◆ **Data supplied**:
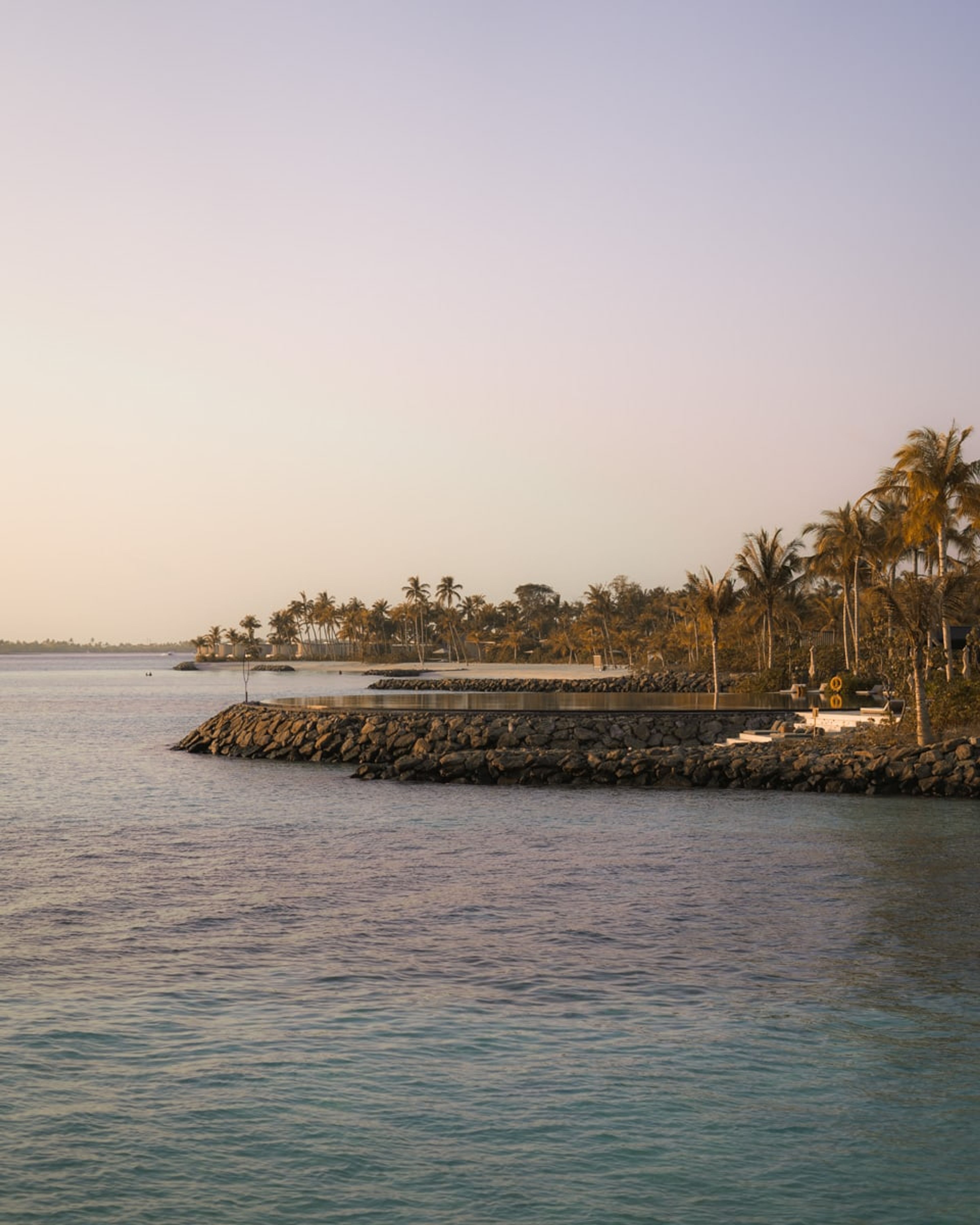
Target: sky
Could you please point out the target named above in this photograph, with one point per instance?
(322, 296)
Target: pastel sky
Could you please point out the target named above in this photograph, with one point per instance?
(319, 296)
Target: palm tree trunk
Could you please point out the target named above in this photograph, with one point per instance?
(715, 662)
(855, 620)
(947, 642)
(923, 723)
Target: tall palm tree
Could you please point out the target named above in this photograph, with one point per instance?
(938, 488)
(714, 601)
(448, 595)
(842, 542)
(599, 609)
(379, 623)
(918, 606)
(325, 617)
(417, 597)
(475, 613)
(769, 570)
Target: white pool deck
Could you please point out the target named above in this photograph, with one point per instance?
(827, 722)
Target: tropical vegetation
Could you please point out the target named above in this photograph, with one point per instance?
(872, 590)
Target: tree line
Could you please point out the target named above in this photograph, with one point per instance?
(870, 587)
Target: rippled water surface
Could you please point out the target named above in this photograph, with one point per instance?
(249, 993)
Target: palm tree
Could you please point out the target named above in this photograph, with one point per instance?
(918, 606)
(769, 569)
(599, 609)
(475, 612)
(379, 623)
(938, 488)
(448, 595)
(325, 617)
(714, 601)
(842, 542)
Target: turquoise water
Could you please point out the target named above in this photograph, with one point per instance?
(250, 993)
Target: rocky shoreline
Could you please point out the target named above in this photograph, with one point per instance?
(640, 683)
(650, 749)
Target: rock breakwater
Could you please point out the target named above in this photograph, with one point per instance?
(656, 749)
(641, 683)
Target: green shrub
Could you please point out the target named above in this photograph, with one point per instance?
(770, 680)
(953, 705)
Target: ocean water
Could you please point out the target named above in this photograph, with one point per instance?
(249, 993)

---

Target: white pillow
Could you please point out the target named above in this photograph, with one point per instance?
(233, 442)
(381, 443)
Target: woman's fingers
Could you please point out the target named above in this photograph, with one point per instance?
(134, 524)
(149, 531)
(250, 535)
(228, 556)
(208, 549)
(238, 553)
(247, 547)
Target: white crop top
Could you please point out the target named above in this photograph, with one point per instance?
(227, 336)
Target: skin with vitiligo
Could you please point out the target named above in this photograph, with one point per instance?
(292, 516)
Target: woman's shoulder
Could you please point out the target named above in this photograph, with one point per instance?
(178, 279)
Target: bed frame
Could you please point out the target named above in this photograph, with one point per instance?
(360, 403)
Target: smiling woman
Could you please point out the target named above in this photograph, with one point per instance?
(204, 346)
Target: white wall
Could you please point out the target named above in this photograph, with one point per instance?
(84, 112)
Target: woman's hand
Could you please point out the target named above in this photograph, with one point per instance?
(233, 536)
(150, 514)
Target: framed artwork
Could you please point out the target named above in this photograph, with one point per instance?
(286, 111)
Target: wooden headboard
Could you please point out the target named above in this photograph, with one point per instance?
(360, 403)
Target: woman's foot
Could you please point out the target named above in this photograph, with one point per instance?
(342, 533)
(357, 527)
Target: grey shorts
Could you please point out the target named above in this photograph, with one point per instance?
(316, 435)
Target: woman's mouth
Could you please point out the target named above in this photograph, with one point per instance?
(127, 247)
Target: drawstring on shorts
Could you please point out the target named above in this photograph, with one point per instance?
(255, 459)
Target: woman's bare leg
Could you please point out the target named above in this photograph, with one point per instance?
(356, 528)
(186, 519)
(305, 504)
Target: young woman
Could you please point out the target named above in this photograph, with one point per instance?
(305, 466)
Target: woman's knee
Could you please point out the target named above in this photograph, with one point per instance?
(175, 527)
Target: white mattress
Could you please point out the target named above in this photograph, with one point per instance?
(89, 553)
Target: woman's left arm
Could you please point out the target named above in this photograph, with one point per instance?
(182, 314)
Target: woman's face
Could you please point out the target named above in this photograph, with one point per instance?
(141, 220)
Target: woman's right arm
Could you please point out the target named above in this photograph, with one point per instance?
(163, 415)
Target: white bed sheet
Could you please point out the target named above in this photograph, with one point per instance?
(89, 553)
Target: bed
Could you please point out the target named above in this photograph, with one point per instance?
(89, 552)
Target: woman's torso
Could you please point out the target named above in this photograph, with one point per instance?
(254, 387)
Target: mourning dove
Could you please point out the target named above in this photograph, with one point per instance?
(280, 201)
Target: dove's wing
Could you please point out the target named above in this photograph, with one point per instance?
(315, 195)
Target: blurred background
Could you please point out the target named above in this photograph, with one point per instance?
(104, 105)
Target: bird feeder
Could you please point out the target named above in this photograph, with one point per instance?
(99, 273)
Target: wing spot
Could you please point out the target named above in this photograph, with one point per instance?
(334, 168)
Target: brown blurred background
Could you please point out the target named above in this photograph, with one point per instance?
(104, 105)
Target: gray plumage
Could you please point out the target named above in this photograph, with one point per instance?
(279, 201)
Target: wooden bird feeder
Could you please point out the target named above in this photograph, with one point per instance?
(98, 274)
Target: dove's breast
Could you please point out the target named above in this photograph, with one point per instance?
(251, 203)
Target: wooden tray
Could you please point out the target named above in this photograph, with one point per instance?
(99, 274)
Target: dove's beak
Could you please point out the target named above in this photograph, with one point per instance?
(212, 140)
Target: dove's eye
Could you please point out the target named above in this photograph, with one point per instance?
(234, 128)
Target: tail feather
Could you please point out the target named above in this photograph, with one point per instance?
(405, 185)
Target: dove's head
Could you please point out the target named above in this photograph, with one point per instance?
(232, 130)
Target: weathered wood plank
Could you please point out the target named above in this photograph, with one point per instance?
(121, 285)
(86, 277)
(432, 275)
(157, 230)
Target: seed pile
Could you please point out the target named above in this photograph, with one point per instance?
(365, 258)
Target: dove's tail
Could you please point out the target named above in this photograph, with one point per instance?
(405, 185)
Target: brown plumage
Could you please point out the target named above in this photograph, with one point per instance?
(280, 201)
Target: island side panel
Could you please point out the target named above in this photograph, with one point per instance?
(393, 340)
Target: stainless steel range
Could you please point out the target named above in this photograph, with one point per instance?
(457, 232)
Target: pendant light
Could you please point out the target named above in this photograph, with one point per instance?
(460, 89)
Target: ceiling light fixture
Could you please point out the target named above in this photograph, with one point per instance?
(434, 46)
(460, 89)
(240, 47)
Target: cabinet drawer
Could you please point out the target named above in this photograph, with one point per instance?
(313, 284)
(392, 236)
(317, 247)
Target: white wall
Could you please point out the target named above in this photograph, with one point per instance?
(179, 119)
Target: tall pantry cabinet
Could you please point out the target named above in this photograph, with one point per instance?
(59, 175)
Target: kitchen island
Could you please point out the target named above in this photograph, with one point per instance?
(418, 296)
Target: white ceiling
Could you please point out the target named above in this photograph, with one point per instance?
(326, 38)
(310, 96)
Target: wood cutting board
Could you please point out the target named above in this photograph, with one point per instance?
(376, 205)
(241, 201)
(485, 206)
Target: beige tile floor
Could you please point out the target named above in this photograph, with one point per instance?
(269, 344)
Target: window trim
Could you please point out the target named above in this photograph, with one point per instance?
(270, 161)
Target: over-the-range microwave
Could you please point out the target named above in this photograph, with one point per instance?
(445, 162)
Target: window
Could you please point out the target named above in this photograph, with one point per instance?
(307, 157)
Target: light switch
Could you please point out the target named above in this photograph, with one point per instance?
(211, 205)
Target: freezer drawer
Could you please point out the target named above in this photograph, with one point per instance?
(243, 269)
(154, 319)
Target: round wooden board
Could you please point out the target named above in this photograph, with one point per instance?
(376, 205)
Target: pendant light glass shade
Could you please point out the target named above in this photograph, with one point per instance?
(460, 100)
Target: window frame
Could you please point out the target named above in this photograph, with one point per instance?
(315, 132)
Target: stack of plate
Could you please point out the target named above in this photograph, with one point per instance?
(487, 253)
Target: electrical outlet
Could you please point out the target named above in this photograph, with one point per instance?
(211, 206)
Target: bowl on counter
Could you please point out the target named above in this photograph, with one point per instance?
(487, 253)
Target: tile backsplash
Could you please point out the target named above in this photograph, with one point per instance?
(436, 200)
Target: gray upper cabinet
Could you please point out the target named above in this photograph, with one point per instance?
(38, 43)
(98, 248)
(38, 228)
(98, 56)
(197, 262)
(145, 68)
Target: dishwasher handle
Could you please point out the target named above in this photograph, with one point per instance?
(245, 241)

==

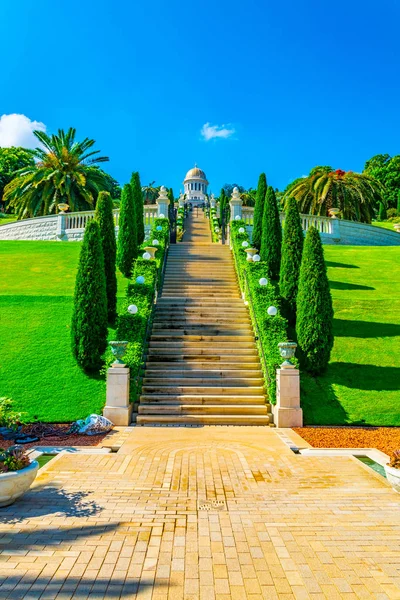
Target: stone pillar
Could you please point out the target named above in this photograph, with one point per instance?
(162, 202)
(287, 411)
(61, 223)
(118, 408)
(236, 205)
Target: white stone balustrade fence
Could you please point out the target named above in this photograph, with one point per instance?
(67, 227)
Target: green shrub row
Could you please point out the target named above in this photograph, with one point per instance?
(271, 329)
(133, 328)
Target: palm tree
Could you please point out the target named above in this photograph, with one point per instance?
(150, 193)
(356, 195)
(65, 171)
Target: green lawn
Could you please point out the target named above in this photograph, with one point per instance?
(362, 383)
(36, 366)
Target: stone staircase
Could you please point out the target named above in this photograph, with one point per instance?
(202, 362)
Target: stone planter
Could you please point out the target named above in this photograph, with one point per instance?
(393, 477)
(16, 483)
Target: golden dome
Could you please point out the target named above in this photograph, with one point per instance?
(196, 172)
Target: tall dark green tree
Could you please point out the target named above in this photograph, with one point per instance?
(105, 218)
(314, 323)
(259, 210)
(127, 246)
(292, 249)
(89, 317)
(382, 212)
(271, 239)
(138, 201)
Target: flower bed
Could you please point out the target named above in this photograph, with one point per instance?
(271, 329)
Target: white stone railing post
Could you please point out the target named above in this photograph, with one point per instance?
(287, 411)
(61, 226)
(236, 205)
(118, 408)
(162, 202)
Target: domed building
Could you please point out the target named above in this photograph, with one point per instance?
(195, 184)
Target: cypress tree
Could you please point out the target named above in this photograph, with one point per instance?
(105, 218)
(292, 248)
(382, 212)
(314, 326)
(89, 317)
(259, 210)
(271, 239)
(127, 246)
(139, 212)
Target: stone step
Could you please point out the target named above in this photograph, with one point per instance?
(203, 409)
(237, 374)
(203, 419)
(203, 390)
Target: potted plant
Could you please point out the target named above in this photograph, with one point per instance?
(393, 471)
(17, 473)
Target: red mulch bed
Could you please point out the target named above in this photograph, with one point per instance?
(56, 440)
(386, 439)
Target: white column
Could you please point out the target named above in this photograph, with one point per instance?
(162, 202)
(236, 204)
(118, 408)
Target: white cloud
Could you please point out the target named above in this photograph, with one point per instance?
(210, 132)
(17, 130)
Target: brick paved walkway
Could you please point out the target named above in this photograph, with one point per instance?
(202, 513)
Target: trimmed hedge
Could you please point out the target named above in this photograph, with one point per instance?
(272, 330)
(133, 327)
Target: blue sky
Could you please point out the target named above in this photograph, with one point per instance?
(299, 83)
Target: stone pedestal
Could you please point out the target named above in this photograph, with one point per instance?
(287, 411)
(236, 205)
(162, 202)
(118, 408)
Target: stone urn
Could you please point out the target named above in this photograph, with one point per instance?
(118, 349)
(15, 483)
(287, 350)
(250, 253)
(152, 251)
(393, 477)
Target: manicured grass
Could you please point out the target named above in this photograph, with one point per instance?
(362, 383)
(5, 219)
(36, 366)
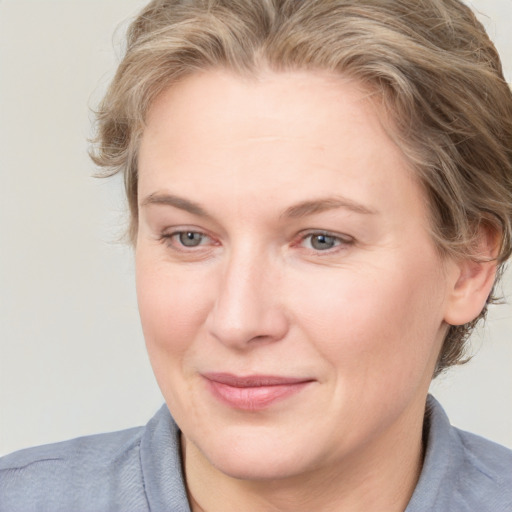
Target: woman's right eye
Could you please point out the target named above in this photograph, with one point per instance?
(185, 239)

◆ **Work instructions**: Pick out every line above that contains the word "brown" and copy each one.

◆ **Exercise answer**:
Target: brown blurred background
Target: brown plumage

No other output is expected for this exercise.